#### TASK:
Summarize the forum discussion below on comparing NULL in SQL in two sentences.

#### EXTRACT PROVIDED:
%%

Most databases allow you to customize this behaviour. For example, in SQL Server:
set ansi_nulls on
if null = null
print 'this will not print'
set ansi_nulls off
if null = null
print 'this should print'
Equality is something that can be absolutely determined. The trouble with null is that it's inherently unknown. If you follow the truth table for three-value logic, null combined with any other value is null - unknown. Asking SQL "Is my value equal to null?" would be unknown every single time, even if the input is null. I think the implementation of IS NULL makes it clear.
It's a language semantic.
Null is the lack of a value.
is null makes sense to me. It says, "is lacking a value" or "is unknown". Personally I've never asked somebody if something is, "equal to lacking a value".
I can't help but feel that you're still not satisfied with the answers that have been given so far, so I thought I'd try another tack. Let's have an example (no, I've no idea why this specific example has come into my head).
We have a table for employees, EMP:
EMP
---
EMPNO GIVENNAME
E0001 Boris
E0002 Chris
E0003 Dave
E0004 Steve
E0005 Tony
And, for whatever bizarre reason, we're tracking what colour trousers each employee chooses to wear on a particular day (TROUS):
TROUS
-----
EMPNO DATE COLOUR
E0001 20110806 Brown
E0002 20110806 Blue
E0003 20110806 Black
E0004 20110806 Brown
E0005 20110806 Black
E0001 20110807 Black
E0003 20110807 Black
E0004 20110807 Grey
I could go on. We write a query, where we want to know the name of every employee, and what colour trousers they had on on the 7th August:
SELECT e.GIVENNAME,t.COLOUR
FROM
EMP e
LEFT JOIN
TROUS t
ON
e.EMPNO = t.EMPNO and
t.DATE = '20110807'
And we get the result set:
GIVENNAME COLOUR
Chris NULL
Steve Grey
Dave Black
Boris Black
Tony NULL
Now, this result set could be in a view, or CTE, or whatever, and we might want to continue asking questions about these results, using SQL. What might some of these questions be?
Were Dave and Boris wearing the same colour trousers on that day? (Yes, Black==Black)
Were Dave and Steve wearing the same colour trousers on that day? (No, Black!=Grey)
Were Boris and Tony wearing the same colour trousers on that day? (Unknown - we're trying to compare with NULL, and we're following the SQL rules)
Were Boris and Tony not wearing the same colour trousers on that day? (Unknown - we're again comparing to NULL, and we're following SQL rules)
Were Chris and Tony wearing the same colour trousers on that day? (Unknown)
Note, that you're already aware of specific mechanisms (e.g. IS NULL) to force the outcomes you want, if you've designed your database to never use NULL as a marker for missing information.
But in SQL, NULL has been given two roles (at least) - to mark inapplicable information (maybe we have complete information in the database, and Chris and Tony didn't turn up for work that day, or did but weren't wearing trousers), and to mark missing information (Chris did turn up that day, we just don't have the information recorded in the database at this time)
If you're using NULL purely as a marker of inapplicable information, I assume you're avoiding such constructs as outer joins.
I find it interesting that you've brought up NaN in comments to other answers, without seeing that NaN and (SQL) NULL have a lot in common. The biggest difference between them is that NULL is intended for use across the system, no matter what data type is involved.

%%

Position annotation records
%%

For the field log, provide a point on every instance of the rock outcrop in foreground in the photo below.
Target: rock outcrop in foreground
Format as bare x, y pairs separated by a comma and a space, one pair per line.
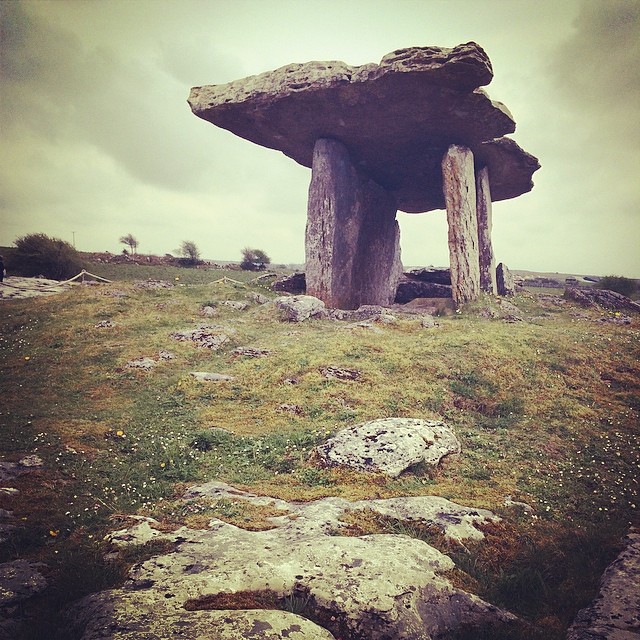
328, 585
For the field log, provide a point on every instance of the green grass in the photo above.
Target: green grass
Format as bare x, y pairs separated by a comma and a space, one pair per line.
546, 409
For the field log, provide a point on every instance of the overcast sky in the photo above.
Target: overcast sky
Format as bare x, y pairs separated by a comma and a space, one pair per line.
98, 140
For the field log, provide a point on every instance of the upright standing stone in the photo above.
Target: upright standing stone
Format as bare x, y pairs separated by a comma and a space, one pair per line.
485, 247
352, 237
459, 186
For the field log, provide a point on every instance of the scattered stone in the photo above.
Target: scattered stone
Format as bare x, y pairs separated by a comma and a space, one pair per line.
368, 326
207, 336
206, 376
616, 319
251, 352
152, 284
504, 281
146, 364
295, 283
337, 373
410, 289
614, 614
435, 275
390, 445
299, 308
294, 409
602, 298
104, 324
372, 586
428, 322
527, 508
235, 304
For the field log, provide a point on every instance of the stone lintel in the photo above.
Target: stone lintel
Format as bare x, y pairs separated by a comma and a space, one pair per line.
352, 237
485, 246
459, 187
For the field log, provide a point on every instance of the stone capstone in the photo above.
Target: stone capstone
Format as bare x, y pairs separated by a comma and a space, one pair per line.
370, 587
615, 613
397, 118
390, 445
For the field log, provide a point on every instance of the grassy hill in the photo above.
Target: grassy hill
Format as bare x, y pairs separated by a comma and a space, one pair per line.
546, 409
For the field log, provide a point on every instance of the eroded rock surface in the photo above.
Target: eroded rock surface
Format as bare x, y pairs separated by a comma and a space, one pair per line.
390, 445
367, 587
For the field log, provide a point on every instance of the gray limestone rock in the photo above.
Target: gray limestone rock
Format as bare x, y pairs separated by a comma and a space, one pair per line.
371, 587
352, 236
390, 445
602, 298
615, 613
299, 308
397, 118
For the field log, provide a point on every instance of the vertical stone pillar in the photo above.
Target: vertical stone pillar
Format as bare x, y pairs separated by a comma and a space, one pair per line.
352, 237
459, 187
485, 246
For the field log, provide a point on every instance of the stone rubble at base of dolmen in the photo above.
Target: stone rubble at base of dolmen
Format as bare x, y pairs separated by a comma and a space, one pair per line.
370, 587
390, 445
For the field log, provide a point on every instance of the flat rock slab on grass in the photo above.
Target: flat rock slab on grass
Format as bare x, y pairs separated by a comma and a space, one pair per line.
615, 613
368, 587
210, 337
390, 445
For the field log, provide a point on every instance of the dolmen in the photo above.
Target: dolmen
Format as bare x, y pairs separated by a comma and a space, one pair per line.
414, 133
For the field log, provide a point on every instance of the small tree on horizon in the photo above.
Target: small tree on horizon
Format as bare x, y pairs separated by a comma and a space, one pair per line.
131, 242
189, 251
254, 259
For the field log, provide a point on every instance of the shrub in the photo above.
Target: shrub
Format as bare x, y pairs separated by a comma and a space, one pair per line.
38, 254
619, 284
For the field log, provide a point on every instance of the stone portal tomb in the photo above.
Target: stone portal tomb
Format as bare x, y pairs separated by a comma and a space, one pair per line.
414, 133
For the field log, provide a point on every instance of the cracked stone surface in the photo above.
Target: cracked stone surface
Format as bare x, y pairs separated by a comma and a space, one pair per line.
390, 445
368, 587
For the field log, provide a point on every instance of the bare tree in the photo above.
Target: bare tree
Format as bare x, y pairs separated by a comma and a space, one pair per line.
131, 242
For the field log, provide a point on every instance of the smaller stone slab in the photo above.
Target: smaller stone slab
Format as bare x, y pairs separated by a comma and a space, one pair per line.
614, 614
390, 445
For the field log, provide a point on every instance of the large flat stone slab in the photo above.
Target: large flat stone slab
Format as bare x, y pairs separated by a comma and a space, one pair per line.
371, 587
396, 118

%%

#### TASK OUTPUT:
Because NULL is inherently unknown, three-value logic makes any equality comparison with it unknown, even when the input is itself NULL, so IS NULL serves as the way to test for it, though databases such as SQL Server let users change this behavior with the ansi_nulls setting. An example that left-joins an employee table to a table of trouser colors shows comparisons against the resulting NULLs coming out unknown, and the discussion notes that SQL gives NULL at least two roles, marking inapplicable and missing information, and that it has much in common with NaN.